WORK ORDER: Please give the number of lines in the records below that include "stucco", with no other output.

GIVEN RECORDS:
==============================

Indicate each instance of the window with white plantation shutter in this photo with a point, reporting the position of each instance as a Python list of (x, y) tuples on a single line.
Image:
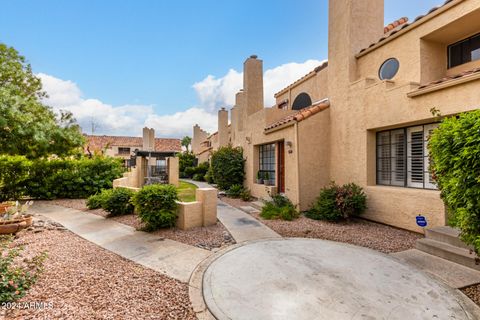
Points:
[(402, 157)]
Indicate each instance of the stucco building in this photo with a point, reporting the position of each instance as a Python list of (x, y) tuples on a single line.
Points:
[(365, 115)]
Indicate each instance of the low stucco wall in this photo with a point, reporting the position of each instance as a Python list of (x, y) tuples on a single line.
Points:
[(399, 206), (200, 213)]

==============================

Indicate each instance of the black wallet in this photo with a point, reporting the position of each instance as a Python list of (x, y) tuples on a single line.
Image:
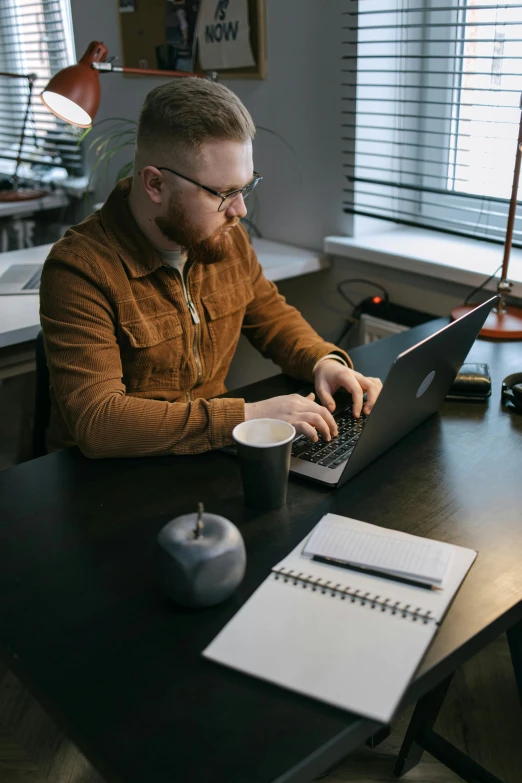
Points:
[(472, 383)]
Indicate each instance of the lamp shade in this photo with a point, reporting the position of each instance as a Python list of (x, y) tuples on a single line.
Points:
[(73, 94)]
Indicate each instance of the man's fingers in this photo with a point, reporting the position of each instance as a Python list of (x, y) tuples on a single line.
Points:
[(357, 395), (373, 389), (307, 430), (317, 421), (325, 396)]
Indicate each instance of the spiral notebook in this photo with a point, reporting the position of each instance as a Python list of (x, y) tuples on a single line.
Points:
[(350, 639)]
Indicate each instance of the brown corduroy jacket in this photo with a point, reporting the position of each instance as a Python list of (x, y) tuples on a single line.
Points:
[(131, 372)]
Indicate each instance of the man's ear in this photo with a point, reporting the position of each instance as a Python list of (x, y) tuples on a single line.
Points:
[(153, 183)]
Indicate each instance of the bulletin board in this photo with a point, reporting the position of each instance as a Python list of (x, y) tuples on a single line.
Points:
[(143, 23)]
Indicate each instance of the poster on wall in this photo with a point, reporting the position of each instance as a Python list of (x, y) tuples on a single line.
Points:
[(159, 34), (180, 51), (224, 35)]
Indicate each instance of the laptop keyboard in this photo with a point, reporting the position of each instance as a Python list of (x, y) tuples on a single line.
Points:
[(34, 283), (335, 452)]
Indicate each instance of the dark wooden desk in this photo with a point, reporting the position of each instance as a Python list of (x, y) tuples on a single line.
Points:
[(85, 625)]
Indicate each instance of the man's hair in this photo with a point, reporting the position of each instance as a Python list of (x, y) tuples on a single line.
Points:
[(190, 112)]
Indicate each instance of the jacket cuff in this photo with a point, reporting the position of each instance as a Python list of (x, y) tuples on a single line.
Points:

==============================

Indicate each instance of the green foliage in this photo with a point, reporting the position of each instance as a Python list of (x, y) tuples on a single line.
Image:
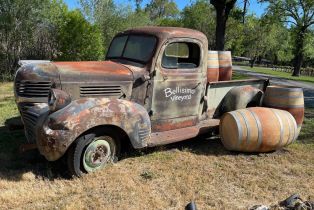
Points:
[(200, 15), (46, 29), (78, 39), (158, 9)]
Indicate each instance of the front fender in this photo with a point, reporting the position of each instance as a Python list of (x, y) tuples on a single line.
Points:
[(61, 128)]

==============================

YOUR RESPONSE: 2